### TEXT
Shari L. Barkin, MD, MSHS

William K. Warren Foundation Chair
Professor of Pediatrics
Division Chief of Academic General Pediatrics
Director of Pediatric Obesity Research

Dr. Shari Barkin, Professor in the Department of Pediatrics and the Chief of Academic General Pediatrics at the Monroe Carrel Jr. Children’s Hospital at Vanderbilt, earned her undergraduate degree at Duke University (1986), her medical degree at University of Cincinnati (1991), and completed her pediatrics residency at Children's Hospital of Los Angeles (1994).

Her research has focused on examining the effectiveness of pediatric office-based interventions. She was a Robert Wood Johnson Clinical Scholar at UCLA and received a National Research Service Award from the Agency for Health Research and Quality (AHRQ), completing a 4-year fellowship in Health Services Research. During this time she conducted both qualitative and quantitative research examining the role of the pediatric provider in office-based violence prevention. She was chosen as one of 15 generalists from across the country to be a Robert Wood Johnson Generalist Faculty Scholar (2000-2005). She served as an NIH-funded PI for a national randomized controlled trial. This was the first such large-scale trial to test the effectiveness of anticipatory guidance in general pediatrics. In collaboration with the Pediatric Research in Office Settings Network (the largest primary care practice-based research network in the United States), this national NIH-funded study evaluated the effectiveness of an office-based violence prevention intervention and included almost 5,000 families in 41 states, Canada, and Puerto Rico.

### TASK ITEM A
Translate this sentence from the Barkin profile into Spanish: "Her research has focused on examining the effectiveness of pediatric office-based interventions."
### TASK ITEM B
Copy the stretch from "William K. Warren" through "Los Angeles (1994)." in the Barkin profile, replacing "Duke University" with "Emory University".

### RECORDED DATA
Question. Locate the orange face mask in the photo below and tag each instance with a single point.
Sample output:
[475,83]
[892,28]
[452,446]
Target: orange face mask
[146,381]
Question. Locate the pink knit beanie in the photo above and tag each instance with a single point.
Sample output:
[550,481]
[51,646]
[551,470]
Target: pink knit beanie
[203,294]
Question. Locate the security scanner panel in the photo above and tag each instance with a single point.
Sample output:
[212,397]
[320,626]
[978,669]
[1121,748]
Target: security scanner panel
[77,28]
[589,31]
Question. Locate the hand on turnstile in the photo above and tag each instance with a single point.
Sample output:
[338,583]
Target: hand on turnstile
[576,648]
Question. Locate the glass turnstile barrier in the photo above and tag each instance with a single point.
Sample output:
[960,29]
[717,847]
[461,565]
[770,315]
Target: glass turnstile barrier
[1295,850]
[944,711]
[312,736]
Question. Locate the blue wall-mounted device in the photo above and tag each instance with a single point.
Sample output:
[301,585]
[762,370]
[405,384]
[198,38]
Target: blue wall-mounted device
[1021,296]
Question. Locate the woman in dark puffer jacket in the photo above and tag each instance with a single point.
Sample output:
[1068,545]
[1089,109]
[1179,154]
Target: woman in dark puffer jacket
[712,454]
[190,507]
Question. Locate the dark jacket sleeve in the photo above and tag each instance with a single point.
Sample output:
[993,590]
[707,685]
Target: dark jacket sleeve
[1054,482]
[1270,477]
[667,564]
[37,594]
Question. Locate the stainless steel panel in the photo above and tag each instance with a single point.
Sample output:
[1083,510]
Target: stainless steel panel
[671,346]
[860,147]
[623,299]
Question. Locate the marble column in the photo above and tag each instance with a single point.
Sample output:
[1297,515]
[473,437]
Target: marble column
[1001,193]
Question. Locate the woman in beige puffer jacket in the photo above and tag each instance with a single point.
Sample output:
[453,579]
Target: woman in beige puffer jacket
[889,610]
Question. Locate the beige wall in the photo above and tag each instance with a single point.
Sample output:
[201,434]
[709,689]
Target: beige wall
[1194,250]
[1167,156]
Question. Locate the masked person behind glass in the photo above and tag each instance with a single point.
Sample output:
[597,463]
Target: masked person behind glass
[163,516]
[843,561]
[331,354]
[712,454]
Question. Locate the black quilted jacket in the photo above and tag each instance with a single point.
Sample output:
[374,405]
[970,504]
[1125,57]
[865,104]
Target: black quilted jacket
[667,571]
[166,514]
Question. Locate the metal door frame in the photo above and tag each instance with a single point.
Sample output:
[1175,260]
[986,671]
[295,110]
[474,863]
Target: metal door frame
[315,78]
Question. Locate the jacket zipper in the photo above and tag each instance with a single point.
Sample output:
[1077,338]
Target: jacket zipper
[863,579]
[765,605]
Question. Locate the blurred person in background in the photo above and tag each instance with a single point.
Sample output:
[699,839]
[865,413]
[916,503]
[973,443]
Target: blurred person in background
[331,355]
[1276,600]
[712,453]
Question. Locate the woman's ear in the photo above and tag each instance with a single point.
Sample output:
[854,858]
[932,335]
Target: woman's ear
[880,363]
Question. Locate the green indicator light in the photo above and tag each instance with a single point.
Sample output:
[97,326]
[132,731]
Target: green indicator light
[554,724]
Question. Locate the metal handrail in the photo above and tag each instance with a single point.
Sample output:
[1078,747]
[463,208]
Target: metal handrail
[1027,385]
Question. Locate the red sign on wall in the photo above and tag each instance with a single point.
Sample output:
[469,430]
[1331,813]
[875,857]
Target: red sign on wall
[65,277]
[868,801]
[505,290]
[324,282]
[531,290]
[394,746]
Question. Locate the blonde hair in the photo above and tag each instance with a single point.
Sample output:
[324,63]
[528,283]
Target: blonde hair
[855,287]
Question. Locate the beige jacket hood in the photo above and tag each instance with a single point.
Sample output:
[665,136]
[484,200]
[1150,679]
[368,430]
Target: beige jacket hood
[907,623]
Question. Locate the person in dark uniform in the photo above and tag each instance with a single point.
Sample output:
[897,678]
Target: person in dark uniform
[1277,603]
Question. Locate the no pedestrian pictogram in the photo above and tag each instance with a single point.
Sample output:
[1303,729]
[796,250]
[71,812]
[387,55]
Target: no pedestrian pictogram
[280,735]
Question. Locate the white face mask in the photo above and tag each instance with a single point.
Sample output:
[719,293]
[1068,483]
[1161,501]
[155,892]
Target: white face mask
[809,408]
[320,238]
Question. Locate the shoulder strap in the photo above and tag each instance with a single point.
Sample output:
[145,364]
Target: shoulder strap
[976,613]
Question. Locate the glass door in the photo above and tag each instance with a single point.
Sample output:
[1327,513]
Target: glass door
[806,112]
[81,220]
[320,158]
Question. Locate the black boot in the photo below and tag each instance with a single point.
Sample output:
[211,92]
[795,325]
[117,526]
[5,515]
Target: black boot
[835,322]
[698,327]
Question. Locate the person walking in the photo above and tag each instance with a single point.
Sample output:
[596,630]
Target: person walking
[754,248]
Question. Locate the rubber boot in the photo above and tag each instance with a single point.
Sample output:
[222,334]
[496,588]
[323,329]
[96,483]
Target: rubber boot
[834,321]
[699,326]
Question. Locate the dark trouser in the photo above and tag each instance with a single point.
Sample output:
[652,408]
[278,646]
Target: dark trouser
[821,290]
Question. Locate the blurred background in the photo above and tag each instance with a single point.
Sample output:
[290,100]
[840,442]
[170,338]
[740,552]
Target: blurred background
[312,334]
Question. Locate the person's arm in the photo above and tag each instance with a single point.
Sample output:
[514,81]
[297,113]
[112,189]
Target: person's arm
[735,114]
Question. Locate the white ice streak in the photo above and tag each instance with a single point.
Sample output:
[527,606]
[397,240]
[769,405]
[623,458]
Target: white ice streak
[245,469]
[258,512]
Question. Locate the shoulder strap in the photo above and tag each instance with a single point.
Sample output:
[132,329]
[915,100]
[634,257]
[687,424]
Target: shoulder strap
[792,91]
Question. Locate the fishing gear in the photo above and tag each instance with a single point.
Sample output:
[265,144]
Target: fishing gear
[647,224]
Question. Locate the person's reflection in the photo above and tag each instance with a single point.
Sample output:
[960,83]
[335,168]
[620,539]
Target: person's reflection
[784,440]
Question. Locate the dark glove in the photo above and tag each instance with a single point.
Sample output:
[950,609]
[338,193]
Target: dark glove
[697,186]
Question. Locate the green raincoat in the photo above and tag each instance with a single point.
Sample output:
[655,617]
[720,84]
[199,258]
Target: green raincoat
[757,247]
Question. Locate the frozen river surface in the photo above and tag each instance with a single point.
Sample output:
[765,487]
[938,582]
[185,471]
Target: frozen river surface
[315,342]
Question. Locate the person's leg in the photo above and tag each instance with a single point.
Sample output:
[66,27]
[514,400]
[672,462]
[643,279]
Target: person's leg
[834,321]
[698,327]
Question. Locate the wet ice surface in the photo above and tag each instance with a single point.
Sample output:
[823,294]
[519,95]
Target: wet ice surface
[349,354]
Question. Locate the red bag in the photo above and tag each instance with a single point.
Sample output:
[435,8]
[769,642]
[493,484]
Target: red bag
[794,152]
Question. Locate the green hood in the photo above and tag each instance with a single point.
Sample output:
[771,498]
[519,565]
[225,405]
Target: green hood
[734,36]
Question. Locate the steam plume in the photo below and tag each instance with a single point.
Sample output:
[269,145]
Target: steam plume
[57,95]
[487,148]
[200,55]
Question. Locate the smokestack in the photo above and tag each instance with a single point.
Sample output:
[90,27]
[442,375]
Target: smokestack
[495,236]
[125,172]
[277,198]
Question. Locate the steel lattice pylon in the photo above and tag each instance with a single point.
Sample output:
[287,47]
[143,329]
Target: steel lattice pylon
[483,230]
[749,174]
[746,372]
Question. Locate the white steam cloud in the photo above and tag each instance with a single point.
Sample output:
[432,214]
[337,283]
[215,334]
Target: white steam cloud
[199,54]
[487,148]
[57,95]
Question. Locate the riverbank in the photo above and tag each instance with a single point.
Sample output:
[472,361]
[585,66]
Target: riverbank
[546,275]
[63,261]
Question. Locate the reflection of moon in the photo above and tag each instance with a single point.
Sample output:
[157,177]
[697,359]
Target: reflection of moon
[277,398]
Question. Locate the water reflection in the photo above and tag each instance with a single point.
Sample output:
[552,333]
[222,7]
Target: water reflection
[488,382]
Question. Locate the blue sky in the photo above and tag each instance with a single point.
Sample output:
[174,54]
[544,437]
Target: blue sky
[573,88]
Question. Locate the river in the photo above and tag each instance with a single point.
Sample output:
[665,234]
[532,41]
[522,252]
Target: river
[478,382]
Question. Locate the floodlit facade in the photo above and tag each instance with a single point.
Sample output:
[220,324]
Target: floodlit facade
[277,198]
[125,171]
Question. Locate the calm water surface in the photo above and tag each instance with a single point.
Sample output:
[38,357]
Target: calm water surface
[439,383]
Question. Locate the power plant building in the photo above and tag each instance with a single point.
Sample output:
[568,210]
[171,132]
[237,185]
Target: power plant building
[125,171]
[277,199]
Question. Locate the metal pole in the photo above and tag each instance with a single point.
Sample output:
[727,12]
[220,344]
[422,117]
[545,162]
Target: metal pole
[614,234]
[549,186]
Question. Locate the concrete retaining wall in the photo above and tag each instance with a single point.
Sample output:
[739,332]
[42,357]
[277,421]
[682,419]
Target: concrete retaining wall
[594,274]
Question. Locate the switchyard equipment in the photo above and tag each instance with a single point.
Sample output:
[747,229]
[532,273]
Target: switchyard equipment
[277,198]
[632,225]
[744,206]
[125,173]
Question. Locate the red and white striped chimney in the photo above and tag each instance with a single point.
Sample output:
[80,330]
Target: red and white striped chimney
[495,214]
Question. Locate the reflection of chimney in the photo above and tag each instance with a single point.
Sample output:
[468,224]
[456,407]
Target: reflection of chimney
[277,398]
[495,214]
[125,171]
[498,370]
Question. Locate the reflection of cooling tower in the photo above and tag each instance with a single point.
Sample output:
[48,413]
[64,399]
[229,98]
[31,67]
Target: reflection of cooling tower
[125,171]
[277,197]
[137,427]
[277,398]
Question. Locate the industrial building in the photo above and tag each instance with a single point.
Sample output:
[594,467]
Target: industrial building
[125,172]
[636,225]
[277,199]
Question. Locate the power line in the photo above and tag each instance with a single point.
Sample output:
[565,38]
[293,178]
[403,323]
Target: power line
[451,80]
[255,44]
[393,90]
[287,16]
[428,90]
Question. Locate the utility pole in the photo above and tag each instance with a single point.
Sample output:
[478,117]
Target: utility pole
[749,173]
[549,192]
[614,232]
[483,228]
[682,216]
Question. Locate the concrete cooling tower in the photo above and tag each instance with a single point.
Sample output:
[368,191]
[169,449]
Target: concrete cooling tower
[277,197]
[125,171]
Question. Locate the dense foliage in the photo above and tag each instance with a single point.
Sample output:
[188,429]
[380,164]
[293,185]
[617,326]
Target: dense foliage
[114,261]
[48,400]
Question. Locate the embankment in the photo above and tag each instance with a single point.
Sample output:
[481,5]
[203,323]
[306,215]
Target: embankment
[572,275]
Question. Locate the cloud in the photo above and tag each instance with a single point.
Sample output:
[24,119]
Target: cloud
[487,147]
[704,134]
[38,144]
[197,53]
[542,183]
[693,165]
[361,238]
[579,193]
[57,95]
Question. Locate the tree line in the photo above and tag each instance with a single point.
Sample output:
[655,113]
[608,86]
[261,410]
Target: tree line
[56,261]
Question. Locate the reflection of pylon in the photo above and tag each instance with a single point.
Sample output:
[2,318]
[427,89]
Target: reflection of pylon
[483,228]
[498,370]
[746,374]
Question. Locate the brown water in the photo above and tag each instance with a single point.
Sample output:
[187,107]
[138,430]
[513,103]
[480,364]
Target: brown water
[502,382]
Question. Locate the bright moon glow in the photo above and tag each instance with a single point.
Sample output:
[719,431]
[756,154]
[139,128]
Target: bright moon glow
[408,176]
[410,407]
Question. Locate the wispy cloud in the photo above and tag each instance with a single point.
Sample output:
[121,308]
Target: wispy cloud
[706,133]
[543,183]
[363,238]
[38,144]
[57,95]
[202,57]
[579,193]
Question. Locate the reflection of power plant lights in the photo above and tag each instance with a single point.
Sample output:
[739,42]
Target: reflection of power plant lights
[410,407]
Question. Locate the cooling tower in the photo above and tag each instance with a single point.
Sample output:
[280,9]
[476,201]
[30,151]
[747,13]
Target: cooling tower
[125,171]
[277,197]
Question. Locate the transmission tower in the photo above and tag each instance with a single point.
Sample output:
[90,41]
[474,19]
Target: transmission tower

### EXERCISE OUTPUT A
Su investigación se ha centrado en examinar la eficacia de las intervenciones pediátricas realizadas en el consultorio.

### EXERCISE OUTPUT B
William K. Warren Foundation Chair
Professor of Pediatrics
Division Chief of Academic General Pediatrics
Director of Pediatric Obesity Research

Dr. Shari Barkin, Professor in the Department of Pediatrics and the Chief of Academic General Pediatrics at the Monroe Carrel Jr. Children’s Hospital at Vanderbilt, earned her undergraduate degree at Emory University (1986), her medical degree at University of Cincinnati (1991), and completed her pediatrics residency at Children's Hospital of Los Angeles (1994).